◆ **課題**: "Return one point per instance of the woodpecker's" を含む行から始まってエントリの末尾で終わる範囲の各行を、両端も含め、1行を1つの文字列とするJSONリストに整えること。空行は入れない。

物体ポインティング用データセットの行
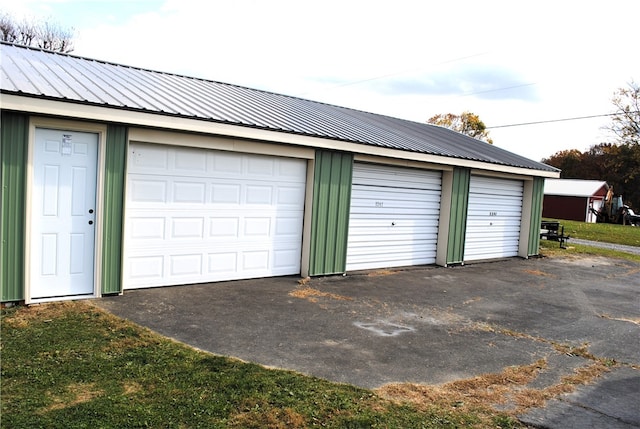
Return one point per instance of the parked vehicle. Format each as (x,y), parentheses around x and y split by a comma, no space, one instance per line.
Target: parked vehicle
(614,210)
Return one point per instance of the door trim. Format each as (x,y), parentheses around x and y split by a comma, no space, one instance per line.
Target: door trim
(77,126)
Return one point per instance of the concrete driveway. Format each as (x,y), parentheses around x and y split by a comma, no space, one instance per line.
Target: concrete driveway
(427,325)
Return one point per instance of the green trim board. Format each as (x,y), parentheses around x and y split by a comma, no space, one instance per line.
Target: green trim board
(113,209)
(13,164)
(330,213)
(536,216)
(458,215)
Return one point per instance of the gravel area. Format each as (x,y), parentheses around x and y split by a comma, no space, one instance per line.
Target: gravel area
(619,247)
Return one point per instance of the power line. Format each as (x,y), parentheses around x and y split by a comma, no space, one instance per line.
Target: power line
(560,120)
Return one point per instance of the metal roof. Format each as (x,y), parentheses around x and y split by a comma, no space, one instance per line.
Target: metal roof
(49,75)
(574,187)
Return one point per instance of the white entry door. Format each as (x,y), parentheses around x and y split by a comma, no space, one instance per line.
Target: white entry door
(63,207)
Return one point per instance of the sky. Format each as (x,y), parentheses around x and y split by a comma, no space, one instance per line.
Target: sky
(510,62)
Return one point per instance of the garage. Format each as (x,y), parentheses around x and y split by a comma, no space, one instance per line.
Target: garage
(494,218)
(196,215)
(393,219)
(200,181)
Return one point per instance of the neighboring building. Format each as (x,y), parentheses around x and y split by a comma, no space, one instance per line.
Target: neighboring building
(572,199)
(116,178)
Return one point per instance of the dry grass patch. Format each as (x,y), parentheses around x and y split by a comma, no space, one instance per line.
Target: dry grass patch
(312,295)
(263,415)
(634,320)
(24,316)
(539,273)
(488,393)
(380,273)
(76,393)
(536,398)
(483,392)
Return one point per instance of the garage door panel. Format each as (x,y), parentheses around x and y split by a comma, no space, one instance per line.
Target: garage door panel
(493,218)
(393,218)
(232,216)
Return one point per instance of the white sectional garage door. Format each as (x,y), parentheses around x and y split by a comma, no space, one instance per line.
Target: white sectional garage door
(493,219)
(394,217)
(197,215)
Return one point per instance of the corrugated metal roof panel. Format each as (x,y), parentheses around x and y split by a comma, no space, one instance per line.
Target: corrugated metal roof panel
(573,187)
(51,75)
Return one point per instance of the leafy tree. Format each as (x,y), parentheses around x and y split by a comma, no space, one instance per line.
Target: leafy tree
(466,123)
(616,162)
(626,124)
(39,34)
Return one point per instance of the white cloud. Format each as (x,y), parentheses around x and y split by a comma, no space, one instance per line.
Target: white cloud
(407,58)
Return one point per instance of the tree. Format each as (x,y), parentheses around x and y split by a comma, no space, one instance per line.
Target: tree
(626,124)
(43,34)
(466,123)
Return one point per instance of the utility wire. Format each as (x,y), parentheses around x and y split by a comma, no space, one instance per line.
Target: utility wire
(560,120)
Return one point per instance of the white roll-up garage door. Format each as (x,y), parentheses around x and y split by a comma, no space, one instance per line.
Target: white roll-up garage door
(493,219)
(196,215)
(393,218)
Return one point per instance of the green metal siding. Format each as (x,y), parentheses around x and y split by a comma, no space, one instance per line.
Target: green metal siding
(330,217)
(13,163)
(458,217)
(536,216)
(113,212)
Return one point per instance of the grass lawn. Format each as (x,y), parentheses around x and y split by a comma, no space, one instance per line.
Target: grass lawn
(605,232)
(72,365)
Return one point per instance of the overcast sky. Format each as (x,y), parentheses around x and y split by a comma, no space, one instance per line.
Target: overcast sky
(510,62)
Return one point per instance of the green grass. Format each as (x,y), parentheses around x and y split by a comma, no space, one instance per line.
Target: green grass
(605,232)
(72,365)
(552,248)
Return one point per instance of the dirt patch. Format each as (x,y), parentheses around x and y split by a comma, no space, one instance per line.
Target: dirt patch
(312,295)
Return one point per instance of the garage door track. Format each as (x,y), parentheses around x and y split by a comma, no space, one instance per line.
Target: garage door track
(569,317)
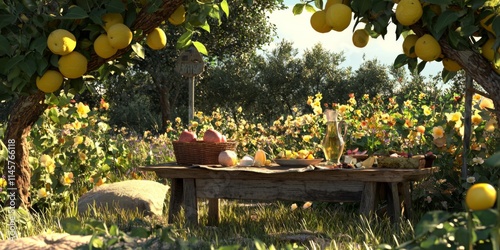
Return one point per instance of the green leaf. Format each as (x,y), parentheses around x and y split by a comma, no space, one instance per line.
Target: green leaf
(6,19)
(4,46)
(139,232)
(225,7)
(444,20)
(115,6)
(298,8)
(75,12)
(139,50)
(400,61)
(200,47)
(310,8)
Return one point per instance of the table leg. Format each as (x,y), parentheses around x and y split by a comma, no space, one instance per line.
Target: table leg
(190,202)
(213,212)
(396,204)
(407,200)
(176,199)
(368,199)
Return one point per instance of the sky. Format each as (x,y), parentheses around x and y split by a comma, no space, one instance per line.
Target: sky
(298,30)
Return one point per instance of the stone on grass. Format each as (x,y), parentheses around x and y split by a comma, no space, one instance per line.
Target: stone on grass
(134,195)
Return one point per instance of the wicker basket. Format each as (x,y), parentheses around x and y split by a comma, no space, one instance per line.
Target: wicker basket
(199,152)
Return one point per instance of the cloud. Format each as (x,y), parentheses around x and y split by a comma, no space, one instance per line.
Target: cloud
(298,30)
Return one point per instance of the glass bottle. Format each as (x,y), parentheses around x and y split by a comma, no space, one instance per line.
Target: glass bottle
(333,142)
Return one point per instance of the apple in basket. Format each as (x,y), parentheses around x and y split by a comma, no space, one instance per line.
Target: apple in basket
(187,136)
(212,135)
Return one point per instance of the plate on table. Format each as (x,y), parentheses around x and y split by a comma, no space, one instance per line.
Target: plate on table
(297,162)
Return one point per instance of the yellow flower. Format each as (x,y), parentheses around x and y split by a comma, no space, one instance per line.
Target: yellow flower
(82,109)
(78,140)
(437,132)
(476,119)
(82,156)
(306,138)
(427,110)
(76,125)
(42,193)
(453,117)
(67,178)
(486,103)
(307,205)
(490,125)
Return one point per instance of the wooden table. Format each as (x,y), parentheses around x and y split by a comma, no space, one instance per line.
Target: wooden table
(338,185)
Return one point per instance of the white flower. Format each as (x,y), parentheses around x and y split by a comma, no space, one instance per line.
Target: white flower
(471,179)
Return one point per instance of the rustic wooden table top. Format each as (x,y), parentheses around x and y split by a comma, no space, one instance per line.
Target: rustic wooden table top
(171,170)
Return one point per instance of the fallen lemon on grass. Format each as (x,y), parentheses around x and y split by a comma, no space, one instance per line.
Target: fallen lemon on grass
(50,81)
(338,16)
(481,196)
(73,65)
(427,48)
(119,36)
(102,47)
(156,39)
(360,38)
(61,42)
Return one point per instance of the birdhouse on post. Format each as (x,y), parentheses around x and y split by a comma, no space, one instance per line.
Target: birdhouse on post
(190,64)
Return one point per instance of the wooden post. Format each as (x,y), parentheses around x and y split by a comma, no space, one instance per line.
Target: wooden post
(467,123)
(190,64)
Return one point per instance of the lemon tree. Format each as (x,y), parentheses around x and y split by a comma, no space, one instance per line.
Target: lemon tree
(49,46)
(466,33)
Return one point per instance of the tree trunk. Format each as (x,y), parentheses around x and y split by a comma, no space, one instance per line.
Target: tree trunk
(17,170)
(28,109)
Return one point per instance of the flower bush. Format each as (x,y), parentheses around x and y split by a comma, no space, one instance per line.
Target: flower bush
(74,149)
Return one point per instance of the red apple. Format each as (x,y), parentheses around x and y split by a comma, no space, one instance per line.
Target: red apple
(213,136)
(187,136)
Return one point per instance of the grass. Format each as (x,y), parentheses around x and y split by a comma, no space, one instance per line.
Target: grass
(321,226)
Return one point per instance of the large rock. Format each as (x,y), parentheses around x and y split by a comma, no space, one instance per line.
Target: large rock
(55,241)
(145,196)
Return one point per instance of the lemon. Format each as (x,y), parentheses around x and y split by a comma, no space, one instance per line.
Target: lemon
(318,22)
(451,65)
(111,19)
(481,196)
(483,22)
(102,47)
(408,12)
(360,38)
(331,2)
(487,50)
(119,36)
(61,42)
(338,16)
(427,48)
(408,44)
(50,81)
(179,16)
(156,39)
(73,65)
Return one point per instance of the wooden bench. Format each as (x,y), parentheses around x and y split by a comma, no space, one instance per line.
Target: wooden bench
(337,185)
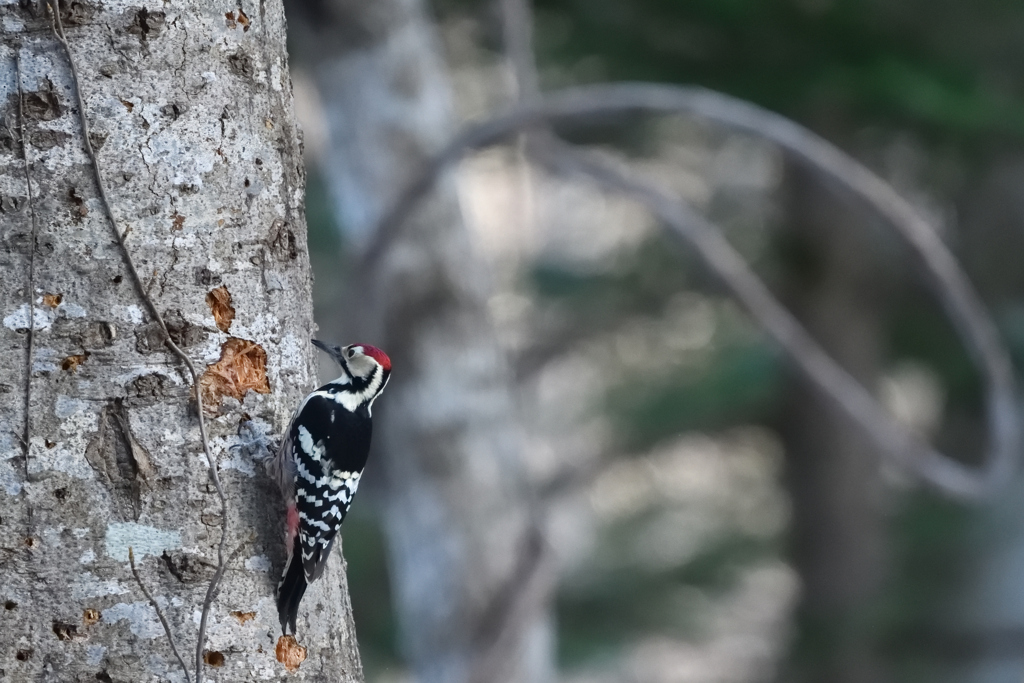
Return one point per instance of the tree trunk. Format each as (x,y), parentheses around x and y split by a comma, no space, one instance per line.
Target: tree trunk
(192,116)
(466,555)
(834,471)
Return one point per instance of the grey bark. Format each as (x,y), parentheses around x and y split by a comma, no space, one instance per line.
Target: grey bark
(190,111)
(464,547)
(839,532)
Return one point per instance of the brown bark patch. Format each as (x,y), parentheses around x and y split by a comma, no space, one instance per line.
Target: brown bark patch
(235,19)
(243,616)
(242,367)
(219,301)
(72,363)
(213,658)
(290,652)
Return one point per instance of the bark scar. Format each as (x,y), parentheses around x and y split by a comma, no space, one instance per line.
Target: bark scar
(117,455)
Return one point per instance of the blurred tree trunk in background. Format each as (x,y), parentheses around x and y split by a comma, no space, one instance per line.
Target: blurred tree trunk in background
(457,507)
(833,471)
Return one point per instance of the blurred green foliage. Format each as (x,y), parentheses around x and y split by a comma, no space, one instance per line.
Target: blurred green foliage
(947,70)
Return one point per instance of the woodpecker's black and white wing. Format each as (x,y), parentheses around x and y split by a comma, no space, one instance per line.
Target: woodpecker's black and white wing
(320,465)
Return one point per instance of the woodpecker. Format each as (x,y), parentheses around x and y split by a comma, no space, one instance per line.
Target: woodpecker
(320,463)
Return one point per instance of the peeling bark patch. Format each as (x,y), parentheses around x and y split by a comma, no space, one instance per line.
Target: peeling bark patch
(213,658)
(242,65)
(235,19)
(150,337)
(242,367)
(147,23)
(143,541)
(43,104)
(219,301)
(283,240)
(290,652)
(80,211)
(72,363)
(184,568)
(65,631)
(77,13)
(141,617)
(115,454)
(243,616)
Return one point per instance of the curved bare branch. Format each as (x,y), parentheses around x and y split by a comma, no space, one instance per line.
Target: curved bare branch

◆ **回答**:
[
  "Return one point per instance of the woodpecker's black and white wing. Format each as (x,y), parentheses around x and y split by a comma, no space, one instance per line.",
  "Target: woodpecker's black and white wing",
  "(320,465)",
  "Return one point per instance of the woodpecker. Format each as (x,y), parentheses around x and y split by a comma, no space, one instance per line.",
  "Target: woodpecker",
  "(320,463)",
  "Return one point per instance of the peeling bark patch. Format each as (x,y), parentheses around x and y split by a comma, no space, one instance per line.",
  "Target: peeling bark patch",
  "(213,658)",
  "(242,65)",
  "(235,19)",
  "(150,337)",
  "(242,367)",
  "(147,23)",
  "(143,541)",
  "(43,104)",
  "(219,301)",
  "(283,240)",
  "(290,652)",
  "(80,211)",
  "(72,363)",
  "(184,568)",
  "(65,631)",
  "(77,13)",
  "(141,617)",
  "(115,454)",
  "(243,616)",
  "Return one point per instance of the curved bare branch. Format each as (x,y), parentheses around x and y split by a comma, no space, one instance per line.",
  "Target: curved bare branch"
]